-- Material for this exercise --
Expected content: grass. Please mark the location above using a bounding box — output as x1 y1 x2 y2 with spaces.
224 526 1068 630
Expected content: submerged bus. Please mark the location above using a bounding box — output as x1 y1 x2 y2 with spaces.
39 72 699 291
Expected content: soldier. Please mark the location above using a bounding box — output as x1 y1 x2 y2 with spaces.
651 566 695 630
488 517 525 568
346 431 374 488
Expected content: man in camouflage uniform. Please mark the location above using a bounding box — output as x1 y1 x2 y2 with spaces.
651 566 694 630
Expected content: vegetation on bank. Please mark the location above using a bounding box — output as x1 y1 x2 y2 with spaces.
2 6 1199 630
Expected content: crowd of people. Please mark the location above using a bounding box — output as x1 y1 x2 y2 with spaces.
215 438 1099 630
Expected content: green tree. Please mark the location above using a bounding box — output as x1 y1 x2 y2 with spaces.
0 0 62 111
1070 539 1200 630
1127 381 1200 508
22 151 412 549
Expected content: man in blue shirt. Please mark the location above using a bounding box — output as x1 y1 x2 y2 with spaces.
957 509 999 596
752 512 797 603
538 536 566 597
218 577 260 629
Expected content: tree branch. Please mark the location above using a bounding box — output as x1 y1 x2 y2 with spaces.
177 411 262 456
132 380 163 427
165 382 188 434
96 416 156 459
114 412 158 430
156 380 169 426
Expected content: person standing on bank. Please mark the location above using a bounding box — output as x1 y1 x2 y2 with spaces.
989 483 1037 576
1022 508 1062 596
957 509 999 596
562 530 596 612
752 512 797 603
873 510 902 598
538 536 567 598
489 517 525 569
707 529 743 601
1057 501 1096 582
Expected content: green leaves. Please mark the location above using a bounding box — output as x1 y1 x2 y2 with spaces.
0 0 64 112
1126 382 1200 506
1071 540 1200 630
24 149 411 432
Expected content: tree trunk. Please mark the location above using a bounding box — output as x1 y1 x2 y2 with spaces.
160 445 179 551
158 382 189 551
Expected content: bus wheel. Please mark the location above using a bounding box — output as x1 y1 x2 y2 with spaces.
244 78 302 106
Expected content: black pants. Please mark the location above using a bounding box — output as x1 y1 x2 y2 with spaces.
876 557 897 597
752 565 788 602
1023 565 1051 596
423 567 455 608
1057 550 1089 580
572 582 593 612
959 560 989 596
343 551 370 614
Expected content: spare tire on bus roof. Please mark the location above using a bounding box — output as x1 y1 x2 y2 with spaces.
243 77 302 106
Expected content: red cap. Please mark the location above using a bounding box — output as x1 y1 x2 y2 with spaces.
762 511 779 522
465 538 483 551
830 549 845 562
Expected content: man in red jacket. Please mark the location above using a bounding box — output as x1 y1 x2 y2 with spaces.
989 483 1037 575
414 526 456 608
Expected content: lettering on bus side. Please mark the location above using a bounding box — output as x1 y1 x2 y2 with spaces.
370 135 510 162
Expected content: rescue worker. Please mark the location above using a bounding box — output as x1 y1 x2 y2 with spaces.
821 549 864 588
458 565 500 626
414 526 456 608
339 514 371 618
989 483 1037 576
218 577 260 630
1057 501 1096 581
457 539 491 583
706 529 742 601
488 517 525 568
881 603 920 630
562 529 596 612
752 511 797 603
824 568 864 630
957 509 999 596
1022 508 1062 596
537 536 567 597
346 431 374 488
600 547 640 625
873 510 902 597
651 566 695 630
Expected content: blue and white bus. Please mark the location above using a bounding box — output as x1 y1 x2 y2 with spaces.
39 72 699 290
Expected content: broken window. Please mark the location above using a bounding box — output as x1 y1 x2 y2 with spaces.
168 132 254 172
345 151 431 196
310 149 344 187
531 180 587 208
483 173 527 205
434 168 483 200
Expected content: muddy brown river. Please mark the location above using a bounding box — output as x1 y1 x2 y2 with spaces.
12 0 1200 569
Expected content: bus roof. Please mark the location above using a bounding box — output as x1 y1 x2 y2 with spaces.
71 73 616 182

-- Task to carry out --
The required output is the exact sequence of lines from the one containing "Expected content: spare" through the end of the listing, both endpoints included.

-- Answer to this exercise --
Expected content: spare tire on bus roof. Please mark the location above using a bounding box — output as x1 y1 x2 y2 with spaces.
243 77 302 106
Expected content: red cap. Please mark the location above using a bounding box — output as x1 y1 x2 y2 with spaces.
762 511 779 522
465 538 483 551
830 549 845 562
Expected content: man in red jacket. Please mark the location above using a bounding box — output as x1 y1 x2 y2 with spaces.
989 483 1037 575
414 526 456 608
Expected content: lettering on bus side. Please mark the location above using a bounding box — output as x1 y1 x2 y2 with spaces.
370 135 510 162
Expected content: rescue worker. Please mark the location above using a bounding box — output as x1 y1 x2 y2 with spaces.
821 549 864 588
458 565 500 626
414 526 456 608
339 514 371 618
989 483 1037 576
218 577 260 630
1057 501 1096 581
457 539 491 583
706 529 742 601
488 517 525 568
881 603 920 630
562 529 596 612
752 511 797 603
824 568 864 630
957 509 999 596
1022 508 1062 596
537 536 567 597
346 431 374 488
600 547 640 625
873 510 902 597
651 566 695 630
Expected content: blue and white bus. Please mark the location above using a bounding box — output as x1 y1 x2 y2 with spaces.
39 72 699 290
Expected content: broken window. Please mark the location above using a bounding box — output as x1 y1 x2 y2 with spaces.
168 132 254 172
345 151 431 196
310 149 344 187
531 180 587 208
483 173 527 205
434 168 483 200
Expected content: muddy brown river. Please mark the location above using a bounding box — output as x1 y1 x2 y2 with spaces.
12 0 1200 569
Expected content: bus roof. Please mark the location above using a bounding box — output as x1 y1 x2 y2 with spaces.
71 73 616 182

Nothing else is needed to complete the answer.